* ASSIGNMENT
Given the material below, output exactly the lines from the line with "# Mark the region of the radiator" to the line with "regionseg --target=radiator vent", both ends included, and no other lines.
^^^^
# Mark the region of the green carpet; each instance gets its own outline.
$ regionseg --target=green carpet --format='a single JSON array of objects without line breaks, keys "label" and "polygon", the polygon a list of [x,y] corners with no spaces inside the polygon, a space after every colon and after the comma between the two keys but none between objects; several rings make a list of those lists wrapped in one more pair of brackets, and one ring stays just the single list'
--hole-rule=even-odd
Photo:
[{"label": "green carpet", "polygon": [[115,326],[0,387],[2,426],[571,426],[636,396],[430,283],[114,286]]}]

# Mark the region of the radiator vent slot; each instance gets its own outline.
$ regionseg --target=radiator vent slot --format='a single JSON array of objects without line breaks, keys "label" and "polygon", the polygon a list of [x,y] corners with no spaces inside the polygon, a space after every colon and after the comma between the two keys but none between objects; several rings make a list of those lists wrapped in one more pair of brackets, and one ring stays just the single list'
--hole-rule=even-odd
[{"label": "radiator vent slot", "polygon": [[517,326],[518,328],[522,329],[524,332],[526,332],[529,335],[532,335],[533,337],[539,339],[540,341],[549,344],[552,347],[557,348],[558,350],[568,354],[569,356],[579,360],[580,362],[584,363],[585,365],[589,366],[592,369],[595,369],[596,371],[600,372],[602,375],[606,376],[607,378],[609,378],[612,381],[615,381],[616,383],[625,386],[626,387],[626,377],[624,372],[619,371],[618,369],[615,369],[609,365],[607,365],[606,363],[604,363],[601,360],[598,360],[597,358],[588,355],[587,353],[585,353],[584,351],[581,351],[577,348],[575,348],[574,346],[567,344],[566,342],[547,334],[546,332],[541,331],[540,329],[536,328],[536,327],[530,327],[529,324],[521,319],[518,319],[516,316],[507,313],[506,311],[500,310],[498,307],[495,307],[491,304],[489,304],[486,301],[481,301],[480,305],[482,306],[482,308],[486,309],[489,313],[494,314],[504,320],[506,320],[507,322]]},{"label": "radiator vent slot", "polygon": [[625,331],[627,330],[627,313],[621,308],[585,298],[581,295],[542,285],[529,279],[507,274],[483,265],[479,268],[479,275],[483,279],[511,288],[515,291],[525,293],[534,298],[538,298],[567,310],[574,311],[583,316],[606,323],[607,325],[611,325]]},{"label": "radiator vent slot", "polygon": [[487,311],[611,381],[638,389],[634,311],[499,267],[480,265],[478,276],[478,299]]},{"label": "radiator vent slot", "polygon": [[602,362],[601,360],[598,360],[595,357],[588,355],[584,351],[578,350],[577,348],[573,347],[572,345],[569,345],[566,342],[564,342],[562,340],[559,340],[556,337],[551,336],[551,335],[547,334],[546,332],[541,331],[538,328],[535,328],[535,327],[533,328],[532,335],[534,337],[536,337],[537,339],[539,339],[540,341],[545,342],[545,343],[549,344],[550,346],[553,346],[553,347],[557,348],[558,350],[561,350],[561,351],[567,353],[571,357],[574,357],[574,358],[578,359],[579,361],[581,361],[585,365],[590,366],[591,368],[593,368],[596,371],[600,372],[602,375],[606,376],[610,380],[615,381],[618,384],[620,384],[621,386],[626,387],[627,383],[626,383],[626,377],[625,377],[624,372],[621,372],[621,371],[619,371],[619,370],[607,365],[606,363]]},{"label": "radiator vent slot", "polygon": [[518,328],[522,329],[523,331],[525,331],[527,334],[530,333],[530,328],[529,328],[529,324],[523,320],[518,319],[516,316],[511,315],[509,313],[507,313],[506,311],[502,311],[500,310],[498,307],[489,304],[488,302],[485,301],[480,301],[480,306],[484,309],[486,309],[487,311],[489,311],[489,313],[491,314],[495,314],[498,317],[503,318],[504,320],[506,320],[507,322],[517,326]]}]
^^^^
* EXPECTED ANSWER
# Mark the region of the radiator vent slot; each instance gets its own outline.
$ regionseg --target=radiator vent slot --format='a single JSON array of objects without line breaks, keys "label" and "polygon", the polygon a list of [x,y] corners with no spaces inside the polygon, a space after every colon and after the comma between the two keys but none between objects; several rings make a list of those lists wrapped in one more pair of brackets, and one ring stays just the single list'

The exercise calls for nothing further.